> **ARBEITSAUFTRAG**
Setze das Interview über Wissenschaft und ihre Disziplinen nach der zuletzt gestellten Frage fort.

> **TEXTAUSZUG**
STANDARD: Wissenschaft entstand Ihrer früheren Definition nach durch Wissen, das nicht primär anwendungsbezogen war. In den vergangenen Jahrhunderten hat sich das aber doch wieder massiv geändert?

Renn: Ja, die Wissenschaft spielt seit der industriellen Revolution eine zunehmend wichtige Rolle für die Ökonomie und Organisation moderner Gesellschaften. Dennoch kann man Wissenschaft nicht einfach planen. Die zweckfreie Auslotung von Erkenntnismöglichkeiten in der Grundlagenforschung bleibt eine entscheidende Voraussetzung für wirkliche Innovationen.  Dafür müssen auch gesellschaftliche Freiräume geschaffen werden. Und dazu gehört auch, die bewährten Grundlagen und Strukturen von Wissen selbst immer wieder in Frage zu stellen. Das haben uns revolutionäre Denker wie Einstein vorgemacht. Zu diesen bewährten Strukturen gehört auch die Kanonisierung des wissenschaftlichen Wissens in der Form von Disziplinen seit dem 18. Jahrhundert, die wiederum entscheidend für die Globalisierung der Wissenschaft wurde.

STANDARD: Wie meinen Sie das?

Renn: Durch die Disziplinen sind institutionelle und intellektuelle "Packungen" oder "mobile Einheiten" von Wissenschaft entstanden, die sich für die Weitergabe des Wissens sehr bewährt haben und sogar zu einem Exportschlager wurden. Sieht man sich heute Universitäten weltweit an, so haben die meist sehr ähnliche Strukturen: nach Disziplinen organisierte Institute und Fakultäten, die es in dieser Form fast überall auf der Welt gibt. Aber es gibt auch Nachteile, denn Probleme, die nicht in den Kompetenzbereich einer Disziplin fallen oder Kontexte, die systematisch ausgeblendet werden, sind nur schwer wieder in den Blick zu nehmen.

STANDARD: Was wäre also zu tun? Die Disziplinen wieder auflösen?

Renn: Nun, man sollte sich zumindest darüber klar werden, dass auch die Disziplinen historische Gebilde sind und nicht einfach eine Ordnung der Natur widerspiegeln. Und ihre Entstehung war bedingt durch bestimmte Medien und Repräsentationsformen des Wissens wie Lehrbücher und Zeitschriften. Durch das Internet gibt es heute neue Möglichkeiten, Wissensstrukturen zu schaffen und Wissen miteinander zu vernetzen. Das könnte auch Folgen für die soziale Organisation der Wissenschaft haben. Die Forderung nach offenem Zugang zu wissenschaftlichem Wissen ("Open Access") läuft ja darauf hinaus, hier einmal die Tür zu öffnen, statt einfach alte Strukturen in ein neues Medium zu übertragen. So könnten Möglichkeiten entstehen, in ganz neuen Modellen zu denken, die stärker an Problemen orientiert sind und um die herum das Wissen neu und flexibel angeordnet werden kann.

STANDARD: Was bräuchte es dazu?

> **GESPEICHERTE DATEN**
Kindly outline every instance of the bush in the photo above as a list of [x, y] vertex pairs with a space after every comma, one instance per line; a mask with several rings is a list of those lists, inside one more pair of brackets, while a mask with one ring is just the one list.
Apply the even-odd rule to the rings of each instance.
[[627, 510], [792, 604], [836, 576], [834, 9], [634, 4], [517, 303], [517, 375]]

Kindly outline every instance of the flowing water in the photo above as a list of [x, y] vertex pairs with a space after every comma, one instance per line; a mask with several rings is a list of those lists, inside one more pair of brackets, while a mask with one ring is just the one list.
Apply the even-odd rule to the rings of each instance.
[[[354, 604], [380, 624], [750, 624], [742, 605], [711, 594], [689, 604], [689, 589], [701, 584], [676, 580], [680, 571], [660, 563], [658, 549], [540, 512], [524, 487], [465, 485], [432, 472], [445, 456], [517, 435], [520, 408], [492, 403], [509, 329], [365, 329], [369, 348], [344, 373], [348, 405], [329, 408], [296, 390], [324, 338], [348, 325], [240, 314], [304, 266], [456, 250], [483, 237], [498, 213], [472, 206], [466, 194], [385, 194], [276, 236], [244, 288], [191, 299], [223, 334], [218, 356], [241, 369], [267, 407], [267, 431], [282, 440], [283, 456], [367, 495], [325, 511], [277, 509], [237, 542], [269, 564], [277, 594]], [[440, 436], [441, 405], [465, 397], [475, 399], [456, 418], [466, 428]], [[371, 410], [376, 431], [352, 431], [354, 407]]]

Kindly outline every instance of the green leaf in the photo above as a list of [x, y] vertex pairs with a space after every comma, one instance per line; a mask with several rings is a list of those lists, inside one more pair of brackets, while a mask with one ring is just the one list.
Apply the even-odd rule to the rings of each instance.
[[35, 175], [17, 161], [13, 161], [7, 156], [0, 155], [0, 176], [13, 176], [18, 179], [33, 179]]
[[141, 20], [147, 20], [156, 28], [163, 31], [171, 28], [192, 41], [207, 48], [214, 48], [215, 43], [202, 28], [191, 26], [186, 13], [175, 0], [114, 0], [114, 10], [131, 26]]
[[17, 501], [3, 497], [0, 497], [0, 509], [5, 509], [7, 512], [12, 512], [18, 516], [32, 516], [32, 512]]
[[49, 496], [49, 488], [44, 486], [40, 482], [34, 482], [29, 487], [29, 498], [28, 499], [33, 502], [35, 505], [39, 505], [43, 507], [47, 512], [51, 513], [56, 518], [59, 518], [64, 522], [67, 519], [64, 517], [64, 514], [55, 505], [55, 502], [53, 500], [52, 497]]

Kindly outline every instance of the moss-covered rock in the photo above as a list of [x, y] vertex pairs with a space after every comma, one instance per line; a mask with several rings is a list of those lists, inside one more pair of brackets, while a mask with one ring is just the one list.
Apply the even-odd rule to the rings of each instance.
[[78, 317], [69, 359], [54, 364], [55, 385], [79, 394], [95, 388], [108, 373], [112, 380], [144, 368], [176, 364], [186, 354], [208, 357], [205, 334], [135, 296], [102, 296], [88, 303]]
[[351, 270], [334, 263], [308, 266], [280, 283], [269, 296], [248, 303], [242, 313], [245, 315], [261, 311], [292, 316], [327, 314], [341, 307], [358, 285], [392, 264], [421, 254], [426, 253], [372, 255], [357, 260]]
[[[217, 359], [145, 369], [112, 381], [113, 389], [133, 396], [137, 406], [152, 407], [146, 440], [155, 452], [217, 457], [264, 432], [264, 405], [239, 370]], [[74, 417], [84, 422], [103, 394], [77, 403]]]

> **LÖSUNG ZUR AUFGABE**
Renn: Die Digitalisierung der Wissensbestände und die öffentliche Zugänglichkeit von Wissen sind dafür natürlich entscheidende Voraussetzungen, und die sind noch längst nicht durchgesetzt. In Bereichen wie etwa der Klimaforschung aber ist man bereits so weit, dass man problemorientiert arbeitet und nicht mehr einzelne Artikel oder Bücher die entscheidenden Wissensquellen sind, sondern es sind vernetzte Datenbanken und Simulationen, in denen sich das eigentliche Wissen konzentriert.

STANDARD: Ist so etwas auch für die Geisteswissenschaften denkbar?

Renn: Durchaus. Und zum Teil passiert das ja auch bereits. Als ich anfing, über Galilei zu arbeiten, gab es ein paar Dutzend Leute, die in Florenz Zugang zu den Manuskripten hatten. Heute können sich Studenten in Australien mit Galileis Manuskripten beschäftigen, weil wir sie gemeinsam mit dem Galilei-Museum in Florenz und der Nationalbibliothek ins Netz gestellt haben. Heute ist es etwa für Historiker im Prinzip nicht nur möglich, von der Interpretation auf die Quelle zu verlinken, statt nur eine Fußnote zu schreiben, sondern von der Quelle auf die verschiedenen Interpretationen. So könnte man zum Beispiel feststellen, welche Interpretationen es im Laufe der Geschichte gegeben hat und wie die sich zueinander verhalten. Aber von der Umsetzung dieser Vision sind wir noch weit entfernt.

STANDARD: Ändert das auch etwas an den Inhalten geisteswissenschaftlicher oder historischer Forschungen?

Renn: Ich denke ja. Man kann heute ein bisschen mutiger sein, insbesondere was die Größe der Themen angeht. Früher war man in den Geisteswissenschaften aufgrund der vorhandenen  Kulturtechniken gezwungen, sich auf einzelne Spezialbereiche und bestimmte Autoren zu konzentrieren. Heute können wir uns dagegen die Themen etwas großzügiger zuschneiden und uns auch mit langfristigen und globalen Zusammenhängen beschäftigen. (Klaus Taschwer, DER STANDARD, 6.11.2013)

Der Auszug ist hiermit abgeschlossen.